Son of a gun, pdf and paypal? Wow, the end is nigh.


----------



## TerraDave (Apr 17, 2010)

All, please keep the comments coming. 

Note that I will not mention everything, by design. This becomes more important as we move into the next bit, and the stuff out there just explodes. 




Glyfair said:


> No, that would be Superhero 2044.  I used to own it, but I never understood it.  I didn't start playing superhero RPGs until Champions.




So you are the one. I will edit the entry...but am deeming SH2044 to "not be noteworthy"



Primal said:


> My thesis dealt -- in part -- with the history of RPGs. As I'm Finnish, I used a lot of sources published in my native language, but Gary Alan Fine's 'Shared Fantasy' was one of the books in English I used (despite being published in 1983, it's a very relevant source). Anyway, I just thought that if anyone else on this board wants to find reliable sources (printed or digital) they could use this thread to identify them.




Heroic Worlds by Lawrence Shick--also mentioned by Grodog--is probably the one go to book out there. It even covers Braunstein in some detail. My edition was from 91, so it does sort of stop in the middle. 

WotC included a history of TSR in the 25th aniversary boxed set (greatest most awesome RPG thingy of all time, but that is another story). This, or something close to it, may still be on their website. Their is also the 30th aniversary D&D book. I highly recomend both.   



Mark said:


> 1976 - Swords & Spells - Wikipedia, the free encyclopedia




Its one I own, and I left it off on purpose. It was not touted as "Supplement V" and was a minis product, not an RPG, or ur-RPG. And it was sort of a flop. I am pretty sure Chainmail was in print after it.

Fun Question!: What other 70's D&D stuff from TSR is not included?



grodog said:


> Dave---
> 
> A few corrections and other sources for you:
> 
> - Chainmail always had the fantasy supplement within it; see Chainmail vs. Tome of Treasures - D&D



 I have multiple sources saying--including WotCs history--that 69 had man to man and 72 had the supplement.  Have you seen the 69 printing, and did it have lighting bolt and treants in it? 



> - 1975 I've also heard En Garde billed as the 2nd RPG, FWIW




There is a bunch of these, arguably including Boothill, of essentially man to man table top war games with a bare, bare minimum of additional material that might lead it to be construed to be an RPG. I am not including most of them. 

Fun Question: What other almost RPGs were left of the list? What about the two from Steve Jackson (of Texas)?



> - all D&D licensed minis are detailed at Ernst Wilhelm's The Miniature Art of Dungeons and Dragons




Grodog, thanks for this and everything else!


----------



## Mark (Apr 17, 2010)

TerraDave said:


> Its one I own, and I left it off on purpose. It was not touted as "Supplement V" and was a minis product, not an RPG, or ur-RPG. And it was sort of a flop. I am pretty sure Chainmail was in print after it.

++++

* **Work instructions**
- a) Print the part of the RPG history thread from "## TerraDave (Apr" to "there just explodes.".
- b) In the RPG history thread, which book by Lawrence Shick does TerraDave call probably the one go-to book?
- c) Condense the paragraph of the RPG history thread that begins "WotC included a history of TSR" into a short bulleted list that keeps its main facts.

* **Provided information**
++++

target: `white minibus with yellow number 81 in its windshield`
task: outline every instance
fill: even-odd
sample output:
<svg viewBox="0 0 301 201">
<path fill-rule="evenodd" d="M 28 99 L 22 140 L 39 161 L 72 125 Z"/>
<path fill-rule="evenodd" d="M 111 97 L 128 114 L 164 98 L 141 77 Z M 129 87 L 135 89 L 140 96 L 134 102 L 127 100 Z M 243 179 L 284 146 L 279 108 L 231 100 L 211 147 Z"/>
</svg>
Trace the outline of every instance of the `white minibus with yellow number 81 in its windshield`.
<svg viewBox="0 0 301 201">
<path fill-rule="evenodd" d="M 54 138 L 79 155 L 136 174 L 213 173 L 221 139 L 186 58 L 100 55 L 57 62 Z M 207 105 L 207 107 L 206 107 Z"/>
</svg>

++++

* **Results in order**
- a)
## TerraDave (Apr 17, 2010)

All, please keep the comments coming. 

Note that I will not mention everything, by design. This becomes more important as we move into the next bit, and the stuff out there just explodes.

- b) Heroic Worlds

- c)
- WotC included a history of TSR in the 25th anniversary boxed set, which the writer calls the greatest RPG item of all time.
- That history, or something close to it, may still be on the WotC website.
- There is also the 30th anniversary D&D book.
- The writer highly recommends both.